TASK REQUIREMENTS:
(1) In the article on Jeff Sessions' departure and marijuana policy, rewrite the stretch from "Sessions was staunchly" through "according to Forbes.", replacing "Cole Memo" with "Cole Memorandum".
(2) Answer these questions from the article on Jeff Sessions' departure and marijuana policy:
(a) Who is the president of the Nevada Dispensary Association?
(b) By how much did the marijuana index rise after Sessions' resignation, and over what period?
(c) In which states were medical marijuana programs established during the midterms?
(3) How would the article on Jeff Sessions' departure and marijuana policy continue? Extend it from its final sentence.

START DOCUMENT EXCERPT

Sessions’ departure has left some people wondering if President Trump may change his stance on marijuana legalization.

When President Trump demanded the resignation of Attorney General Jeff Sessions last week many people were alarmed, but proponents for marijuana legalization saw Sessions’ departure as good news.

“It’s a step in the right direction,” Andrew Jolley, president of the Nevada Dispensary Association, told the Las Vegas Sun

Sessions was staunchly against cannabis, having famously said that “good people don’t smoke marijuana.” During his tenure as attorney general he repealed the Cole Memo, an Obama-era document that acknowledged the Justice Department’s limited resources and instructed US Attorneys avoid prosecution in areas where marijuana was legal in some form, according to Forbes.

Despite his tough stance, Sessions was not able to do much to target the cannabis industry because of The Rohrabacher-Blumenauer Amendment, an amendment to the federal budget that specifically bars the Justice Department from spending money to enforce a ban on medical marijuana in states where it is legal.

Following Sessions’ resignation on Wednesday morning, stocks in cannabis companies soared, with the marijuana index rising nearly 14% in two hours, according to Newsweek

Sessions’ departure left some people wondering if President Trump would change his stance on marijuana, perhaps even removing the drug from the list of Schedule I substances with no medical benefit.

“I think he’s waiting for after the midterms,” Anthony Scaramucci, former White House communications director, recently said.

During the midterms, Michigan became the 10th state to fully legally recreational cannabis, and medical marijuana programs were established in Utah and Missouri. In addition, polling shows that two-thirds of Americans — including a majority of Republicans — support legalizing marijuana.

END DOCUMENT EXCERPT
START DATA UNDER STUDY

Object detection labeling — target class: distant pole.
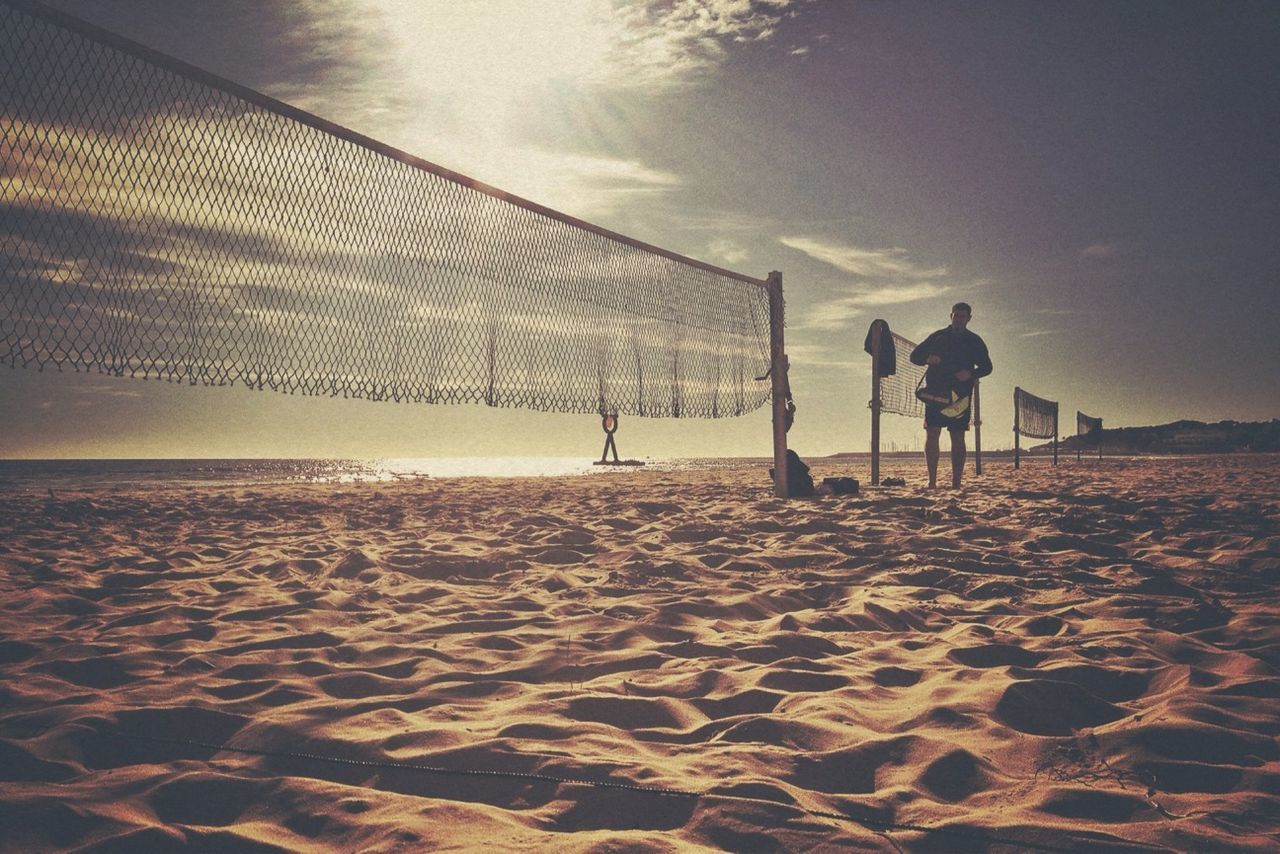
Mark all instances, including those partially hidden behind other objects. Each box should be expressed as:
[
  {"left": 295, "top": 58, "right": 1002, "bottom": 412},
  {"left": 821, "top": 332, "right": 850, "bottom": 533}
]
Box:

END DATA UNDER STUDY
START DATA UNDER STUDY

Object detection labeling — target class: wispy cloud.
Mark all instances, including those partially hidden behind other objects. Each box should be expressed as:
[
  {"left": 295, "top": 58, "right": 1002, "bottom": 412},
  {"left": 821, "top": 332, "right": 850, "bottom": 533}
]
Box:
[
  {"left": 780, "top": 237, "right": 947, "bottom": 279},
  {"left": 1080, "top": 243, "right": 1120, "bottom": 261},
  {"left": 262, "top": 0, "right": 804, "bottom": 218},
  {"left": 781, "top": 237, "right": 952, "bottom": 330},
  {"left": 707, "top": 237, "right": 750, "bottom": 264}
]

END DATA UNDER STUDY

TASK-BY-TASK ANSWERS:
(1)
Sessions was staunchly against cannabis, having famously said that “good people don’t smoke marijuana.” During his tenure as attorney general he repealed the Cole Memorandum, an Obama-era document that acknowledged the Justice Department’s limited resources and instructed US Attorneys avoid prosecution in areas where marijuana was legal in some form, according to Forbes.

(2)
(a) Andrew Jolley
(b) Nearly 14% in two hours
(c) Utah and Missouri

(3)
Sessions was replaced by his former chief of staff, Matthew Whitaker. Although it’s not clear what Whitaker’s stance on marijuana is, during his time as a U.S. attorney in Iowa, he worked to “reduce the availability of meth, cocaine, and marijuana in our communities,” according to his resignation letter from 2009.

In 2014 when Whitaker was running to represent Iowa in the Senate, he said that he had sympathy for people who received relief from cannabidiol (CBD), and support the states CBD-only medical marijuana law. 

“Families are going to be positively impacted by what happened in the state Senate,” he said. “And I applaud them for helping those families who need that help.”

However, he added that the state should not establish a medical marijuana program while cannabis remained illegal under federal law. When he was asked whether Congress should legalize marijuana, Whitaker’s opinion wasn’t very clear.

He said that the federal government “should regulate things that harm people,” like “hard drugs and the like,” but didn’t say whether he thought marijuana fit that description. However, he did talk about the dangers of a black market cannabis trade.

“I saw the impact of marijuana on our border,” he said. “If you go to any of the counties in Texas where there’s an illegal importation of marijuana, there’s a tremendous amount of violence.”